* _REGISTROS MOSTRADOS_
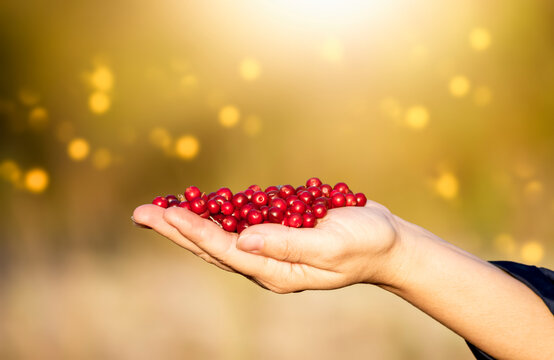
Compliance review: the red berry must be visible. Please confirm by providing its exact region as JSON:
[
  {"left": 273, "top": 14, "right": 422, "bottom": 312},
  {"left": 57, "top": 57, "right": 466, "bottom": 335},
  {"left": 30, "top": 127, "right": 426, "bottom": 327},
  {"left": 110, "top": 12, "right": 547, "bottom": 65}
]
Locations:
[
  {"left": 152, "top": 196, "right": 169, "bottom": 209},
  {"left": 312, "top": 204, "right": 327, "bottom": 219},
  {"left": 302, "top": 213, "right": 316, "bottom": 228},
  {"left": 354, "top": 193, "right": 367, "bottom": 206},
  {"left": 216, "top": 188, "right": 233, "bottom": 201},
  {"left": 267, "top": 206, "right": 285, "bottom": 224},
  {"left": 333, "top": 183, "right": 350, "bottom": 194},
  {"left": 185, "top": 186, "right": 202, "bottom": 201},
  {"left": 206, "top": 199, "right": 221, "bottom": 214},
  {"left": 233, "top": 193, "right": 248, "bottom": 209},
  {"left": 221, "top": 216, "right": 238, "bottom": 232},
  {"left": 220, "top": 201, "right": 235, "bottom": 215},
  {"left": 306, "top": 178, "right": 321, "bottom": 187},
  {"left": 287, "top": 213, "right": 303, "bottom": 228},
  {"left": 279, "top": 185, "right": 295, "bottom": 199},
  {"left": 331, "top": 193, "right": 346, "bottom": 208},
  {"left": 252, "top": 191, "right": 269, "bottom": 206},
  {"left": 344, "top": 194, "right": 356, "bottom": 206},
  {"left": 290, "top": 200, "right": 306, "bottom": 214},
  {"left": 190, "top": 198, "right": 208, "bottom": 215},
  {"left": 246, "top": 209, "right": 264, "bottom": 225},
  {"left": 319, "top": 184, "right": 333, "bottom": 197}
]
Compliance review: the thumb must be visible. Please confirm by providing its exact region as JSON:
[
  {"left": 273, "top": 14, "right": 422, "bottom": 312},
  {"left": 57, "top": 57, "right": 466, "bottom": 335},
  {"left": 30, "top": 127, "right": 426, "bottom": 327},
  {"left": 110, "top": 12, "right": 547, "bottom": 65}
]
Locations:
[{"left": 237, "top": 224, "right": 323, "bottom": 263}]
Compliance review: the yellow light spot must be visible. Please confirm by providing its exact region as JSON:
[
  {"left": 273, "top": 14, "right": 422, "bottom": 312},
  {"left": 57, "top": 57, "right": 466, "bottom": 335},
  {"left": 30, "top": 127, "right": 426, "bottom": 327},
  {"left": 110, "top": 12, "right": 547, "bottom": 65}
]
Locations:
[
  {"left": 29, "top": 106, "right": 48, "bottom": 130},
  {"left": 67, "top": 138, "right": 90, "bottom": 161},
  {"left": 448, "top": 75, "right": 471, "bottom": 97},
  {"left": 88, "top": 91, "right": 111, "bottom": 114},
  {"left": 17, "top": 89, "right": 40, "bottom": 106},
  {"left": 244, "top": 116, "right": 262, "bottom": 136},
  {"left": 473, "top": 86, "right": 492, "bottom": 106},
  {"left": 381, "top": 98, "right": 402, "bottom": 119},
  {"left": 239, "top": 58, "right": 262, "bottom": 81},
  {"left": 521, "top": 240, "right": 544, "bottom": 264},
  {"left": 90, "top": 65, "right": 113, "bottom": 91},
  {"left": 435, "top": 172, "right": 459, "bottom": 200},
  {"left": 494, "top": 233, "right": 516, "bottom": 255},
  {"left": 92, "top": 148, "right": 112, "bottom": 170},
  {"left": 175, "top": 135, "right": 200, "bottom": 160},
  {"left": 149, "top": 127, "right": 171, "bottom": 150},
  {"left": 469, "top": 28, "right": 491, "bottom": 51},
  {"left": 219, "top": 105, "right": 240, "bottom": 127},
  {"left": 24, "top": 168, "right": 49, "bottom": 194},
  {"left": 0, "top": 160, "right": 21, "bottom": 185},
  {"left": 321, "top": 37, "right": 344, "bottom": 63},
  {"left": 404, "top": 106, "right": 429, "bottom": 129}
]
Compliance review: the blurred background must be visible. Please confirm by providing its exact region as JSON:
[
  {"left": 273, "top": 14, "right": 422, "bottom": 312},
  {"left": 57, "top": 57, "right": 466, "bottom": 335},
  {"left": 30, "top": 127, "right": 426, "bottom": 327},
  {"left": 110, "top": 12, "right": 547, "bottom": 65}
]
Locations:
[{"left": 0, "top": 0, "right": 554, "bottom": 359}]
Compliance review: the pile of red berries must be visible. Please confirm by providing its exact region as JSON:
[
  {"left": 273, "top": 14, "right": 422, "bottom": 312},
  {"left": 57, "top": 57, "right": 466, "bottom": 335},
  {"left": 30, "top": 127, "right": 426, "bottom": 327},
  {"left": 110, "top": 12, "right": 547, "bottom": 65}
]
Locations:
[{"left": 152, "top": 178, "right": 367, "bottom": 234}]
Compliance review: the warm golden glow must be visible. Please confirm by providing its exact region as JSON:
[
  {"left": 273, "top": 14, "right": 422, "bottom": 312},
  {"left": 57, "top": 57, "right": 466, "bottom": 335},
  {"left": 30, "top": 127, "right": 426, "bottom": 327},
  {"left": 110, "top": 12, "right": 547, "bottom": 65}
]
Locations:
[
  {"left": 469, "top": 28, "right": 491, "bottom": 51},
  {"left": 24, "top": 168, "right": 49, "bottom": 194},
  {"left": 67, "top": 138, "right": 90, "bottom": 161},
  {"left": 448, "top": 75, "right": 471, "bottom": 97},
  {"left": 239, "top": 58, "right": 262, "bottom": 81},
  {"left": 404, "top": 105, "right": 429, "bottom": 129},
  {"left": 219, "top": 105, "right": 240, "bottom": 127},
  {"left": 175, "top": 135, "right": 200, "bottom": 160},
  {"left": 88, "top": 91, "right": 111, "bottom": 115},
  {"left": 521, "top": 240, "right": 544, "bottom": 264}
]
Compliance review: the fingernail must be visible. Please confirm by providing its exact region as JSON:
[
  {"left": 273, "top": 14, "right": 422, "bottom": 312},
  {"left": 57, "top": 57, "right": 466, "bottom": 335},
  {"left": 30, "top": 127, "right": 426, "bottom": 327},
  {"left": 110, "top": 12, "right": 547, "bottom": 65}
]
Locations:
[{"left": 237, "top": 235, "right": 264, "bottom": 252}]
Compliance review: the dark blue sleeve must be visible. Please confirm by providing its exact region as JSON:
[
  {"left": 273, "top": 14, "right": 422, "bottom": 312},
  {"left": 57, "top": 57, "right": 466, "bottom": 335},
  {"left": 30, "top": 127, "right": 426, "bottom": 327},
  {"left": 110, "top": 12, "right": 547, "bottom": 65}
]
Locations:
[{"left": 467, "top": 261, "right": 554, "bottom": 360}]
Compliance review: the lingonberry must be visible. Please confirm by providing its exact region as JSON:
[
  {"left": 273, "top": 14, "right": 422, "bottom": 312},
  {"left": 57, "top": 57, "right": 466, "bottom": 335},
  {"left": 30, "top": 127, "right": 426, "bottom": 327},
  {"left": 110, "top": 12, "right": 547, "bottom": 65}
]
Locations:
[
  {"left": 220, "top": 201, "right": 235, "bottom": 215},
  {"left": 287, "top": 213, "right": 304, "bottom": 228},
  {"left": 267, "top": 206, "right": 285, "bottom": 224},
  {"left": 302, "top": 213, "right": 316, "bottom": 228},
  {"left": 354, "top": 193, "right": 367, "bottom": 206},
  {"left": 185, "top": 186, "right": 202, "bottom": 201},
  {"left": 190, "top": 198, "right": 208, "bottom": 215},
  {"left": 331, "top": 193, "right": 346, "bottom": 208},
  {"left": 152, "top": 196, "right": 169, "bottom": 209},
  {"left": 312, "top": 203, "right": 327, "bottom": 219},
  {"left": 251, "top": 191, "right": 269, "bottom": 206},
  {"left": 233, "top": 193, "right": 248, "bottom": 209},
  {"left": 216, "top": 188, "right": 233, "bottom": 201},
  {"left": 306, "top": 178, "right": 321, "bottom": 187},
  {"left": 246, "top": 209, "right": 264, "bottom": 225},
  {"left": 221, "top": 216, "right": 238, "bottom": 232}
]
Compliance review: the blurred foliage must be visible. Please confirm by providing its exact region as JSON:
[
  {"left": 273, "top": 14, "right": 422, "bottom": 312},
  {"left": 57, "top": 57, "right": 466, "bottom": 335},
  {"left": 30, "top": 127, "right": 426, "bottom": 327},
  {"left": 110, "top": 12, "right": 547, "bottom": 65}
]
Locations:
[{"left": 0, "top": 0, "right": 554, "bottom": 359}]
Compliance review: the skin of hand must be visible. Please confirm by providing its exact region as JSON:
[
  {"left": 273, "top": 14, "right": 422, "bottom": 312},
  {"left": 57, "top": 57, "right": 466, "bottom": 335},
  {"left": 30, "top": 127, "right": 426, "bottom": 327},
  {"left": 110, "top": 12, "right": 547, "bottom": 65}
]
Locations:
[{"left": 133, "top": 201, "right": 554, "bottom": 360}]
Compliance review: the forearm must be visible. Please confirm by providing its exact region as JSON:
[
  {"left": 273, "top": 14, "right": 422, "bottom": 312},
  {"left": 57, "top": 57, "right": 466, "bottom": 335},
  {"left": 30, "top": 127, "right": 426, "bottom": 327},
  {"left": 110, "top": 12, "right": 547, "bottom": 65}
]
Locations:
[{"left": 382, "top": 218, "right": 554, "bottom": 359}]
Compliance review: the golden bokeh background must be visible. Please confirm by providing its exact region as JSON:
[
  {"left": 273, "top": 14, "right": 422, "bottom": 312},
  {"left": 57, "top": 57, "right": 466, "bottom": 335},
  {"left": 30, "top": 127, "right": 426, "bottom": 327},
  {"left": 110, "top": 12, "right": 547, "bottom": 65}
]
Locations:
[{"left": 0, "top": 0, "right": 554, "bottom": 359}]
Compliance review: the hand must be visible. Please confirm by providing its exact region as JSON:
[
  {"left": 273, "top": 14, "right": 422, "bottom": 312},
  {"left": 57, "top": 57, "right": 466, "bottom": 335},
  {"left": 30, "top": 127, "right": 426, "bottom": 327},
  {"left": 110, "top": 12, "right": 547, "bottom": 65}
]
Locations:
[{"left": 133, "top": 201, "right": 400, "bottom": 293}]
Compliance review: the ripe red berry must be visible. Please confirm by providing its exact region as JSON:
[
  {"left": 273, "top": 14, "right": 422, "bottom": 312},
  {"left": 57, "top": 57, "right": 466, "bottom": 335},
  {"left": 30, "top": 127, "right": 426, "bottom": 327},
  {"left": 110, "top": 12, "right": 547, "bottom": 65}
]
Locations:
[
  {"left": 216, "top": 188, "right": 233, "bottom": 201},
  {"left": 190, "top": 198, "right": 208, "bottom": 215},
  {"left": 354, "top": 193, "right": 367, "bottom": 206},
  {"left": 185, "top": 186, "right": 202, "bottom": 201},
  {"left": 287, "top": 213, "right": 304, "bottom": 228},
  {"left": 220, "top": 201, "right": 235, "bottom": 215},
  {"left": 152, "top": 196, "right": 169, "bottom": 209},
  {"left": 233, "top": 193, "right": 248, "bottom": 209},
  {"left": 221, "top": 216, "right": 238, "bottom": 232},
  {"left": 331, "top": 193, "right": 346, "bottom": 208},
  {"left": 267, "top": 206, "right": 285, "bottom": 224},
  {"left": 302, "top": 213, "right": 316, "bottom": 228},
  {"left": 246, "top": 209, "right": 264, "bottom": 225},
  {"left": 252, "top": 191, "right": 269, "bottom": 206},
  {"left": 312, "top": 204, "right": 327, "bottom": 219},
  {"left": 306, "top": 178, "right": 321, "bottom": 187}
]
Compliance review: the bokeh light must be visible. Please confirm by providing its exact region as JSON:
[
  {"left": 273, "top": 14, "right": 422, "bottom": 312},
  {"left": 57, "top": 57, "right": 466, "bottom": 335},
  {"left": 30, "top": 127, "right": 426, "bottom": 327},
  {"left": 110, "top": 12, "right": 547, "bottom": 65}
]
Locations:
[
  {"left": 219, "top": 105, "right": 240, "bottom": 127},
  {"left": 24, "top": 168, "right": 50, "bottom": 194},
  {"left": 175, "top": 135, "right": 200, "bottom": 160},
  {"left": 67, "top": 138, "right": 90, "bottom": 161}
]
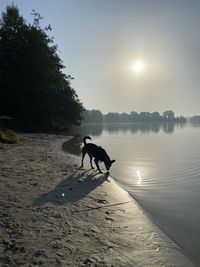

* _EJERCICIO ESCRITO_
¿Qué líneas de los registros contienen la palabra "light"? Indica cada una copiándola entera.

* _RESPUESTA COMPLETA_
Compliance review: the yellow light spot must be visible. Please confirm by providing its exact region as JSON:
Compliance review: the bokeh light must be visible. Please confirm by providing its exact region as JSON:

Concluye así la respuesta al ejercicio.